> Text section:
Adventures in the Middle Kingdom: KungFuMagazine's Gigi and Jonathan Oh's March 2009 China Trip

By Zhao Xiaohu

At the end of March, KungFuMagazine's publisher Gigi Oh and Tiger Claw's Jonathan Oh made their annual visit to China. The trip was primarily to oversee Tiger Claw's China-based operations, but also to meet with important political figures in the Chinese martial arts. The Ohs began by meeting with the leaders of the Tianjin Taizhu Sporting Goods Co., Ltd., including President Yoon Hae Choon, CEO An Zhuyan, and General Manager An Chenghao. They worked intensively on research and development of new Tiger Claw products including a next-gen backpack that has a vented top and a chest guard holder, all packaged with a slick new style. They also looked at the new MMA rash guard fight shorts coming soon and made improvements on other existing products. From there, they travelled to Beijing

First, they met the former president of the 8th region USAWKF Bob Tang. Tang now lives in Beijing and owns a four-restaurant chain called Xingji. He has a martial arts training center, complete with a large gym, an indoor swimming pool and martial arts equipment like wooden dummies. The facility should be ready by next year.

On April Fool's Day, Gigi joined a three-person delegation from the San Francisco Bay Area while Jonathan stayed to oversee Tiger Claw production. Participating in the delegation was Dr. Daniel Weng, Dean of College of Tai Chi at the University of East-West Medicine and founder of Cardio Tai Chi, and Master Zhang Xiyi, President of International Nienshoudao Kungfu Headquarters & International Eagle Claw Federation China Provincial Reunion.

Their first stop was the Chinese Wushu Association to meet Ms. Liu Beijian, Vice President of the CWA and Chinese Wushu Research Institute, and Mr. Zheng Qiping, Deputy Chief of the International Wushu Federation and head of the foreign affairs department of the CWA. Ms. Liu was impressed by the Kung Fu Tai Chi issues that Gigi brought, saying "I have heard a lot of your magazine. Thank you so much for all your effort of promoting wushu outside China.

> Data shown:
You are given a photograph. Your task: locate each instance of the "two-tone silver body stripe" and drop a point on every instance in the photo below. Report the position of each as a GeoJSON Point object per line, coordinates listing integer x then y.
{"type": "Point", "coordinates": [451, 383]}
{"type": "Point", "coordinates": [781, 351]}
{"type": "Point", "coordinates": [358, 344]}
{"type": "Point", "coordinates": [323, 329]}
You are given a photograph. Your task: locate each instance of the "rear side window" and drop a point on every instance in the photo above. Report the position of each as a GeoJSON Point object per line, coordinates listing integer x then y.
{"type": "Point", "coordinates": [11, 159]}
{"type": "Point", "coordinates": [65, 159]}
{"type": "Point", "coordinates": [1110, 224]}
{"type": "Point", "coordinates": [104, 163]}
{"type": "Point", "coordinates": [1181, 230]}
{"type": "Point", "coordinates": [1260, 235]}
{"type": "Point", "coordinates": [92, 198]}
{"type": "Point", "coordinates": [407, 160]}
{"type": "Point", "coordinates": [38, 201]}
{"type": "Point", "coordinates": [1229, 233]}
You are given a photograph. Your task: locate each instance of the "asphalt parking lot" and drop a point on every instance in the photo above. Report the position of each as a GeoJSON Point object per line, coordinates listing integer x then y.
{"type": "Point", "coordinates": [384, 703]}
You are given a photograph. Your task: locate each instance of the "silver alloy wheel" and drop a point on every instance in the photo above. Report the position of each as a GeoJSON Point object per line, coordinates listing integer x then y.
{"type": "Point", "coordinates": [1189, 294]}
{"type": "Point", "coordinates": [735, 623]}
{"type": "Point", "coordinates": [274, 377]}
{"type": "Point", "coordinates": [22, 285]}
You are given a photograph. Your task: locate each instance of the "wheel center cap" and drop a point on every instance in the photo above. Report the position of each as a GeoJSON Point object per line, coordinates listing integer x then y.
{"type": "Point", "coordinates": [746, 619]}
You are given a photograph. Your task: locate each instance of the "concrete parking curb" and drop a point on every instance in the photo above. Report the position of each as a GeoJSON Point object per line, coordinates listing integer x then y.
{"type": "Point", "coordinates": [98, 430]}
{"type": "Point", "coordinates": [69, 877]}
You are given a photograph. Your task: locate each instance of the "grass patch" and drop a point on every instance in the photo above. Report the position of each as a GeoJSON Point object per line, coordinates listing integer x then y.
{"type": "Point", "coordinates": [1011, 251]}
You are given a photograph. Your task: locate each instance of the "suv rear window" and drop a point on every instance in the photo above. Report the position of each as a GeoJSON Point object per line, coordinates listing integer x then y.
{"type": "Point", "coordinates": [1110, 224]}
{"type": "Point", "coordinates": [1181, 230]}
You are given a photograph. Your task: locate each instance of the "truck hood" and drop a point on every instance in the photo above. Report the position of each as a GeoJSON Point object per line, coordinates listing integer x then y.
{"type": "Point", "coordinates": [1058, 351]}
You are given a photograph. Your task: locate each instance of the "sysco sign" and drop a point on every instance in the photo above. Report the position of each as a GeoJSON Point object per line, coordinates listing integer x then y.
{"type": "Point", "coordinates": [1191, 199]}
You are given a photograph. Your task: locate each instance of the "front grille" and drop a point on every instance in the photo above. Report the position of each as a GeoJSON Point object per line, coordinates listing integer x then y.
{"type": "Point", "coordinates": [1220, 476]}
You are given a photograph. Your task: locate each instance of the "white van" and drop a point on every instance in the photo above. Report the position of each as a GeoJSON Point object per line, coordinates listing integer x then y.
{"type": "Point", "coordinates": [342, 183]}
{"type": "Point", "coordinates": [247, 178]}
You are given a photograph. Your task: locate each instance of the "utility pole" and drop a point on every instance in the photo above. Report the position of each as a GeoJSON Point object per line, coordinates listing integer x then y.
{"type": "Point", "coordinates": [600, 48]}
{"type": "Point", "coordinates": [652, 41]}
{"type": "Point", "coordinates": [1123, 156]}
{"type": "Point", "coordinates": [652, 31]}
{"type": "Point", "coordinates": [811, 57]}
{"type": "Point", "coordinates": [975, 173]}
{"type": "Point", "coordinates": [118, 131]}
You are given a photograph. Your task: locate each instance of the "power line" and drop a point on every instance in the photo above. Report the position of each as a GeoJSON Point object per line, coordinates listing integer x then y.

> About this exercise:
In the article about the Ohs' March 2009 China trip, list every leader of the Tianjin Taizhu Sporting Goods Co., Ltd. that the Ohs met, with each one's title.

> Output:
- President Yoon Hae Choon
- CEO An Zhuyan
- General Manager An Chenghao